▸ Your assignment: Line by line, return the material below exactly as it reads.

▸ Material for this task:
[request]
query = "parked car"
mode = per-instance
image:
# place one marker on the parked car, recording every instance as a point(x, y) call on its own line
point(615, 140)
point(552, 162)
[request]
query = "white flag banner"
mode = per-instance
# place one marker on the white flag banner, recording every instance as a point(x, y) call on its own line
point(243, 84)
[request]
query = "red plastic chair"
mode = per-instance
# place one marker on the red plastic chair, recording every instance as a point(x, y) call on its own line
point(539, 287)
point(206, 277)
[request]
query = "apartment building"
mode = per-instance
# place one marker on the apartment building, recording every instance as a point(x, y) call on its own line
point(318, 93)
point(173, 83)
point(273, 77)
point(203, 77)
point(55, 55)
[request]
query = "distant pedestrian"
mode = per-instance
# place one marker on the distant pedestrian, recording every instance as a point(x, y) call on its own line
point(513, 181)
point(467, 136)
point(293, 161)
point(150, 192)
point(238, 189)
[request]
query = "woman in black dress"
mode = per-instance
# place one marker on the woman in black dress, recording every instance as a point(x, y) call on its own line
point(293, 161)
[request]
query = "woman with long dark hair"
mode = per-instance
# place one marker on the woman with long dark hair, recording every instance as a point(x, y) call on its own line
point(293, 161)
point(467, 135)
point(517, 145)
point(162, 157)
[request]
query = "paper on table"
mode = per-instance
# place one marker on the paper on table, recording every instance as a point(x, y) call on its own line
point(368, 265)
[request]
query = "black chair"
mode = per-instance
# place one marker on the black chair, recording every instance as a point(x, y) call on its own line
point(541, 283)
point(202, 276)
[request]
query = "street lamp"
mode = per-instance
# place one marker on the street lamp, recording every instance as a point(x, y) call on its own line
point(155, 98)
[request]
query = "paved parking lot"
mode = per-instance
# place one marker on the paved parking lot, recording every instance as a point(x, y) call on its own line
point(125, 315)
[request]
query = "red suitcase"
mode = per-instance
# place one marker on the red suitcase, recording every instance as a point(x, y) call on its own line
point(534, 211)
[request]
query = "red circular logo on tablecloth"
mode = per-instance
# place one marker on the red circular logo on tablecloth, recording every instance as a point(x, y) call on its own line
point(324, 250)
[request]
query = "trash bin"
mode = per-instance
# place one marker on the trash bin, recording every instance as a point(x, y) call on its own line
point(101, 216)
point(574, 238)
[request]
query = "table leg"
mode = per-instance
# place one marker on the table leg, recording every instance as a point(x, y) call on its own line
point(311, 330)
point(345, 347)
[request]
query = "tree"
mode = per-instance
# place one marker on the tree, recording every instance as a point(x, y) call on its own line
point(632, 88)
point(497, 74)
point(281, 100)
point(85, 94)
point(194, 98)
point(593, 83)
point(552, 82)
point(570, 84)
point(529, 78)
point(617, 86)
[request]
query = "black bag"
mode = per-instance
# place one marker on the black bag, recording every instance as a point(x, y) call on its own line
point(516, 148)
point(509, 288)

▸ Answer box:
[request]
query = "parked car"
mode = per-instance
image:
# place one marker on the parked car, recording every instance as a point(x, y) call on its own line
point(615, 140)
point(552, 162)
[request]
query = "white flag banner"
mode = per-instance
# place one marker on the white flag banner, recording every instance as a point(x, y) call on its own line
point(243, 84)
[request]
query = "red plastic chair"
mode = per-instance
# place one marker on the red plastic chair, recording every instance as a point(x, y) call on its own line
point(539, 287)
point(206, 277)
[request]
query = "apartment building"
mode = per-instance
# place one marker on the apartment building, recording every instance as a point(x, y) call on its own line
point(318, 93)
point(173, 83)
point(273, 77)
point(203, 77)
point(55, 55)
[request]
query = "distant pedestrian"
mode = per-instance
# place one marker on the distant pedestrian, recording every instance as a point(x, y) call on its own line
point(513, 181)
point(467, 136)
point(293, 161)
point(150, 192)
point(238, 189)
[request]
query = "woman in black dress"
mode = per-instance
# place one marker on the woman in black dress, recording every instance as a point(x, y) call on its own line
point(293, 161)
[request]
query = "woman with long dark hair"
mode = per-instance
# place one marker on the woman with long dark hair, recording every instance as a point(x, y) call on its own line
point(293, 161)
point(467, 135)
point(517, 145)
point(162, 157)
[request]
query = "paper on table"
mode = per-instance
# place one marker on the paper on table, recording every instance as a point(x, y) call on its own line
point(368, 265)
[request]
query = "black chair"
mode = per-instance
# place one marker on the black chair, recording every instance as a point(x, y) call on its own line
point(541, 283)
point(202, 276)
[request]
query = "street lamp"
mode = per-instance
# place one marker on the street lamp, recording every instance as a point(x, y) call on its own line
point(155, 98)
[request]
query = "paved parking lot"
mode = per-instance
# place one marker on the paved parking lot, recording every instance as a point(x, y) call on its own line
point(125, 315)
[request]
query = "red suitcase"
mode = per-instance
# place one marker on the red suitcase, recording every instance as a point(x, y) call on its own line
point(534, 211)
[request]
query = "red circular logo on tablecloth"
mode = per-instance
# place one marker on the red circular logo on tablecloth, recording every instance as a point(x, y) call on its own line
point(324, 250)
[request]
query = "trash bin"
mode = per-instance
# place one marker on the trash bin, recording every instance as a point(x, y) call on its own line
point(101, 216)
point(574, 238)
[request]
query = "table leg"
mode = per-instance
# place one marker on the table leg, recording every instance as a point(x, y) call on its own line
point(311, 330)
point(345, 347)
[request]
query = "tree"
mode = per-instance
# place one marker on the tree, recording every instance as a point(x, y) call on its own line
point(632, 88)
point(497, 74)
point(281, 100)
point(85, 94)
point(194, 98)
point(593, 83)
point(552, 82)
point(570, 84)
point(529, 78)
point(617, 86)
[request]
query = "black bag"
mode = per-instance
# place one marker on the black bag, recording every instance as a point(x, y) call on its own line
point(516, 148)
point(509, 288)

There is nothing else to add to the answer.